Aim of the task => Which lines of the data contain the string "riot"? Copy every one.

Data extracted from a collection
------------------------------

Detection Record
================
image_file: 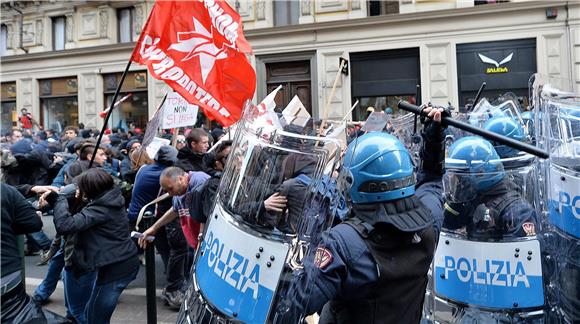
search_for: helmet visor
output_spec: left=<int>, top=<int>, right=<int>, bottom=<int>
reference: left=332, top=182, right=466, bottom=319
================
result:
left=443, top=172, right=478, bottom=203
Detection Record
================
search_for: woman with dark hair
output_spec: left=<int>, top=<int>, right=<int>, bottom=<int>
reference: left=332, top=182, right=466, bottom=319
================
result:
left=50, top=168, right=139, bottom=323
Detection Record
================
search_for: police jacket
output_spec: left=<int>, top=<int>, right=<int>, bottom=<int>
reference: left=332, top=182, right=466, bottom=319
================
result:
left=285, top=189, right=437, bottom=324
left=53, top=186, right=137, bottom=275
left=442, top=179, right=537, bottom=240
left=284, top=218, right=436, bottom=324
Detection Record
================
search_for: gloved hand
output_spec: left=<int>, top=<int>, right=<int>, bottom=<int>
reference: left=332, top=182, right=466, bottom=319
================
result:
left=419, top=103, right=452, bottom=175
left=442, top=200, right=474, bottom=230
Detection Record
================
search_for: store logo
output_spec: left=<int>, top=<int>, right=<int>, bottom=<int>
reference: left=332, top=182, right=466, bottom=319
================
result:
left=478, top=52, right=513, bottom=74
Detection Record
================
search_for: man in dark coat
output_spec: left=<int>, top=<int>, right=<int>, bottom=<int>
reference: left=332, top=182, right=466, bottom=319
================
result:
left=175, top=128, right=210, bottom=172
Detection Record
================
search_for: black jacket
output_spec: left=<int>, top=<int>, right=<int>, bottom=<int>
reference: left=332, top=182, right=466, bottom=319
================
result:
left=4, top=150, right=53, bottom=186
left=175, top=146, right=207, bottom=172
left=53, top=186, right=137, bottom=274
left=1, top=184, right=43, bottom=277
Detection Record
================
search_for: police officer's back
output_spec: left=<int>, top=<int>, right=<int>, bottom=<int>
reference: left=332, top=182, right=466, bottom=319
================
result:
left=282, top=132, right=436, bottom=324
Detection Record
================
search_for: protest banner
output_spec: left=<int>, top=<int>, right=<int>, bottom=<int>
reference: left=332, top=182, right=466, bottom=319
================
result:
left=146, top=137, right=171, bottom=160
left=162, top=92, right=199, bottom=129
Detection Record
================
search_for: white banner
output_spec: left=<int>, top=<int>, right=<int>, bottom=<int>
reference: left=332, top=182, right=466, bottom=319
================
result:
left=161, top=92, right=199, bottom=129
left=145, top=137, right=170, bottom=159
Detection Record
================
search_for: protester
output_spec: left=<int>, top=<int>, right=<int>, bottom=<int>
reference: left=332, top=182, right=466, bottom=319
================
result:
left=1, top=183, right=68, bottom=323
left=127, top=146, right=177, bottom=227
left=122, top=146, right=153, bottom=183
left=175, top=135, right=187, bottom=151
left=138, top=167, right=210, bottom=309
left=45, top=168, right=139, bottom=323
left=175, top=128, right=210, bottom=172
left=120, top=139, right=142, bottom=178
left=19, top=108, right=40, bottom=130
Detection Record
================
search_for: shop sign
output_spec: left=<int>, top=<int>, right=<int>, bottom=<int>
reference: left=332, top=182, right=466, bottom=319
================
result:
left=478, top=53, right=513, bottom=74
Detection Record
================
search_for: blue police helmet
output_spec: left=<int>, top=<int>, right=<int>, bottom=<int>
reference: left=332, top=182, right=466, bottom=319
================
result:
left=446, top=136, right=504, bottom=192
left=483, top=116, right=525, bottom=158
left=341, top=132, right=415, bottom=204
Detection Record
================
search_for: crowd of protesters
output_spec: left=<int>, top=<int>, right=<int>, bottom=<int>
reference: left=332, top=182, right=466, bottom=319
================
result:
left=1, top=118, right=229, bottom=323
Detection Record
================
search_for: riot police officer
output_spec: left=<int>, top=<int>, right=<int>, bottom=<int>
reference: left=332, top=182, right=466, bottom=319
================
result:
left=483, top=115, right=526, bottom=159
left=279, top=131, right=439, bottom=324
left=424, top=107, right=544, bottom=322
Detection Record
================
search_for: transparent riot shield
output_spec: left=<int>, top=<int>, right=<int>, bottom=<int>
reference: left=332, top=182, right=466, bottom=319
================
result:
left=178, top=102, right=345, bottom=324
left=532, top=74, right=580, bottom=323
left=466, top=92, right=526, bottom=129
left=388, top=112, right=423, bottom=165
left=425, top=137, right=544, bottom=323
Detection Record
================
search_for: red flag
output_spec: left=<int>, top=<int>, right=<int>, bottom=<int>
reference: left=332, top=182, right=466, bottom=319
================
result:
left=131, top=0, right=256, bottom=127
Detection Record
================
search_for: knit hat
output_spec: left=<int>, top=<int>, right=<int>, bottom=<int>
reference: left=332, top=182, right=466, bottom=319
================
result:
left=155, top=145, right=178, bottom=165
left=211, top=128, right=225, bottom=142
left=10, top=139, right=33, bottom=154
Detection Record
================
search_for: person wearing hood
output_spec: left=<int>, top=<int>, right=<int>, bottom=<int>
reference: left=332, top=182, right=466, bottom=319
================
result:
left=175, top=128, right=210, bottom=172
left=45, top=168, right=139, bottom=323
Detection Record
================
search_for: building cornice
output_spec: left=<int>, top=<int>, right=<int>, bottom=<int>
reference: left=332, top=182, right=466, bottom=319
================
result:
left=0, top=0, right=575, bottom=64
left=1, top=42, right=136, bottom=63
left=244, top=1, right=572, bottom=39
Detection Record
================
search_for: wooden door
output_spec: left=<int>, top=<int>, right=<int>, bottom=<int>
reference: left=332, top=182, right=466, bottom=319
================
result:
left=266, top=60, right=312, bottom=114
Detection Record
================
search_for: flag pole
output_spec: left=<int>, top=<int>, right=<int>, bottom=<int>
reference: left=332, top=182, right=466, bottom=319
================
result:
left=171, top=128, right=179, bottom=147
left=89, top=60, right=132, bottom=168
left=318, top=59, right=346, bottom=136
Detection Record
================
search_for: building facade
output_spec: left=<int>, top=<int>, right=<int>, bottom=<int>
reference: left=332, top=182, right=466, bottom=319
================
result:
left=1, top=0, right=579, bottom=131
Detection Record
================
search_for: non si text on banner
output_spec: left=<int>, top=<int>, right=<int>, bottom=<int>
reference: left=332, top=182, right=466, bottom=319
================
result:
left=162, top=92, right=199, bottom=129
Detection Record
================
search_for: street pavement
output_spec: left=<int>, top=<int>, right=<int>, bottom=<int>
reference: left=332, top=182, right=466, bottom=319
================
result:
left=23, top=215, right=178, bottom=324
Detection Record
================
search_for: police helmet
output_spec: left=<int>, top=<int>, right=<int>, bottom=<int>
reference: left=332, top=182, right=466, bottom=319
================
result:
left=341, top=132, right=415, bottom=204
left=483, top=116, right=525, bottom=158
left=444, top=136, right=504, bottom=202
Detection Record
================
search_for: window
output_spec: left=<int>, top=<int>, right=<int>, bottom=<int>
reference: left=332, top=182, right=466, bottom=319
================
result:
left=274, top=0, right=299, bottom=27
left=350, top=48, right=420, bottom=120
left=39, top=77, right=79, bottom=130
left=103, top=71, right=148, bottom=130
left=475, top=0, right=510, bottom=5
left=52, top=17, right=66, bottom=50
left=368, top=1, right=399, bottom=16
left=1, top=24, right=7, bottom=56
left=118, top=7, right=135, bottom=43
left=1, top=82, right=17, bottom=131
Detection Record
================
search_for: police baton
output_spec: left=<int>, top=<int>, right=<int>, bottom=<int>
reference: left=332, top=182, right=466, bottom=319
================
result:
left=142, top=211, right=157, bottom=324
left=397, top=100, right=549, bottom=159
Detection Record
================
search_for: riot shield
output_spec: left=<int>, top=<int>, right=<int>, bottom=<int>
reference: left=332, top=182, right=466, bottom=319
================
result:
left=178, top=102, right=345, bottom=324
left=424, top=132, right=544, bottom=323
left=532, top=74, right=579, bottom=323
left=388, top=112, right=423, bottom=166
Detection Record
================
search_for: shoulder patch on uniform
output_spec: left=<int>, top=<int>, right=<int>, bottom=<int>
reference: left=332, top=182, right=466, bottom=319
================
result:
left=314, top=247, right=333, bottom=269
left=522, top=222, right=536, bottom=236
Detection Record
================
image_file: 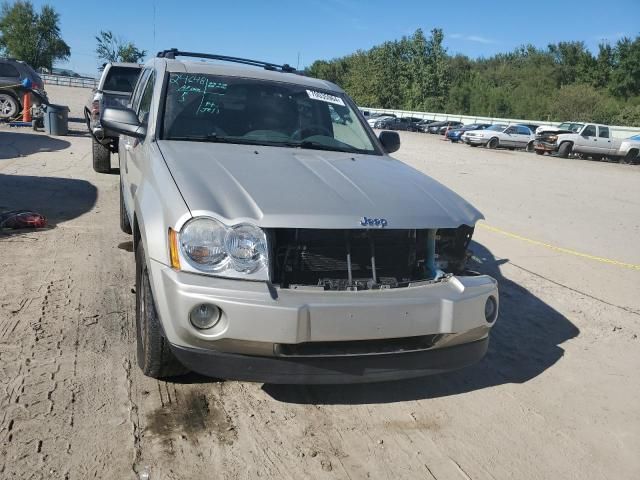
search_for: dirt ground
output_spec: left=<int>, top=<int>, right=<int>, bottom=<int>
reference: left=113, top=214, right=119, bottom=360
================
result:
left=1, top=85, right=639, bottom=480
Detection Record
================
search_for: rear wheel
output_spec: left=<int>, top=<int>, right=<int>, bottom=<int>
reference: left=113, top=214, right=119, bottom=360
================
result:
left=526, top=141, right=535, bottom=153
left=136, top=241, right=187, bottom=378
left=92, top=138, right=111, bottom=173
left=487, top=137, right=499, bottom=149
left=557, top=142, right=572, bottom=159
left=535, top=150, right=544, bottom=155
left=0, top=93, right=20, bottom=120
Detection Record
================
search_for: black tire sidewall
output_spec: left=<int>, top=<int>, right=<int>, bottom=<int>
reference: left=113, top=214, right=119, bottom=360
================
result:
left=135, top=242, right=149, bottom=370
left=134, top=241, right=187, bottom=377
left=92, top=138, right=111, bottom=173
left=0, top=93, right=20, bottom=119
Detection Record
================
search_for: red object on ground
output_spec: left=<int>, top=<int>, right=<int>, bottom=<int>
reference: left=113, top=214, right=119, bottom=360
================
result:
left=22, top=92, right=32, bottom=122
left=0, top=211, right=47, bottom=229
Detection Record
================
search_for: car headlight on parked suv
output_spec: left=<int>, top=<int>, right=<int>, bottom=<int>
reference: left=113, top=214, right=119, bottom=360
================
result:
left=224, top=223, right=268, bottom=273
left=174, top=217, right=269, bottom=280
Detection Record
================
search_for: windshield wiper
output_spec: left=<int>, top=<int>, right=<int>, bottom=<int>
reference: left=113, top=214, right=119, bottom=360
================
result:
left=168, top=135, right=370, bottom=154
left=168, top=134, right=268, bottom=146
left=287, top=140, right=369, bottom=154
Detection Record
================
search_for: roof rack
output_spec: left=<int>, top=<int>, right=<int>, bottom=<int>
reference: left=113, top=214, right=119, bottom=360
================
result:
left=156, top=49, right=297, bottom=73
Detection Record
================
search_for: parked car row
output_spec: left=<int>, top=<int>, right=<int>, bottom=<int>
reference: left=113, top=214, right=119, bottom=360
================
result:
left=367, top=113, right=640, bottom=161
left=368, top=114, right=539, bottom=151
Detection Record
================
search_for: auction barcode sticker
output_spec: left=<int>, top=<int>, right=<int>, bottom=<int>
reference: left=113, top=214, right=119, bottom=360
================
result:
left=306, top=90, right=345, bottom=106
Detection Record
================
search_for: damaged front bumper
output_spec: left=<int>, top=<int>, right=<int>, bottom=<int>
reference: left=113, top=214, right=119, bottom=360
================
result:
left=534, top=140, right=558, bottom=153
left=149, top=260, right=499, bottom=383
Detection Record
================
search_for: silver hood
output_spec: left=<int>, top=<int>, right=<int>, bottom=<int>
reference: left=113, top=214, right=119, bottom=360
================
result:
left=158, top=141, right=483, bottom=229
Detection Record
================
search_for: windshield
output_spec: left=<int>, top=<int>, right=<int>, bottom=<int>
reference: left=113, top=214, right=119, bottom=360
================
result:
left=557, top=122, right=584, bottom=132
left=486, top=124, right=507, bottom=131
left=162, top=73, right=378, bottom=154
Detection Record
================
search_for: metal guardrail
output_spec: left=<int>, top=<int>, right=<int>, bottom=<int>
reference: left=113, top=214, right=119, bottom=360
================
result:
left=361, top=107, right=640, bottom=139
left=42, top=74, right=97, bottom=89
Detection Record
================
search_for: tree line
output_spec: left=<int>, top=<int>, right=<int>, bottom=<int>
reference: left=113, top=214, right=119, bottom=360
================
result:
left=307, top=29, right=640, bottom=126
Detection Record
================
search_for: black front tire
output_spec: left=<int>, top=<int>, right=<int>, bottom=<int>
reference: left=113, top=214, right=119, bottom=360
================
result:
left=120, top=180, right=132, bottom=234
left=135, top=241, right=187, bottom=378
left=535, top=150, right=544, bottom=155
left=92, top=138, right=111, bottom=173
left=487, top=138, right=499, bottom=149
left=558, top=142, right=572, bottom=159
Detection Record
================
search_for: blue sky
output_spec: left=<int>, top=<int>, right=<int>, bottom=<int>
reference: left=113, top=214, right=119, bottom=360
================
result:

------------------------------

Written answer =>
search_for: riot police officer
search_for: transparent riot shield
search_for: riot shield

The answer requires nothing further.